-- Start Task input --

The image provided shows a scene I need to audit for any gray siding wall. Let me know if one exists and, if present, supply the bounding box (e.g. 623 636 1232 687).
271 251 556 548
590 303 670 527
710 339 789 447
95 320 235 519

-- End Task input --

§ What the task asks
Repeat every line of the data above, requests included, and increase each number in the bounding box coordinates by 63.

§ Answer below
The image provided shows a scene I need to audit for any gray siding wall. Let me know if one exists and, if present, supply the bounding box (e.g. 623 636 1232 687).
334 314 619 611
653 366 733 590
773 402 852 510
158 383 298 582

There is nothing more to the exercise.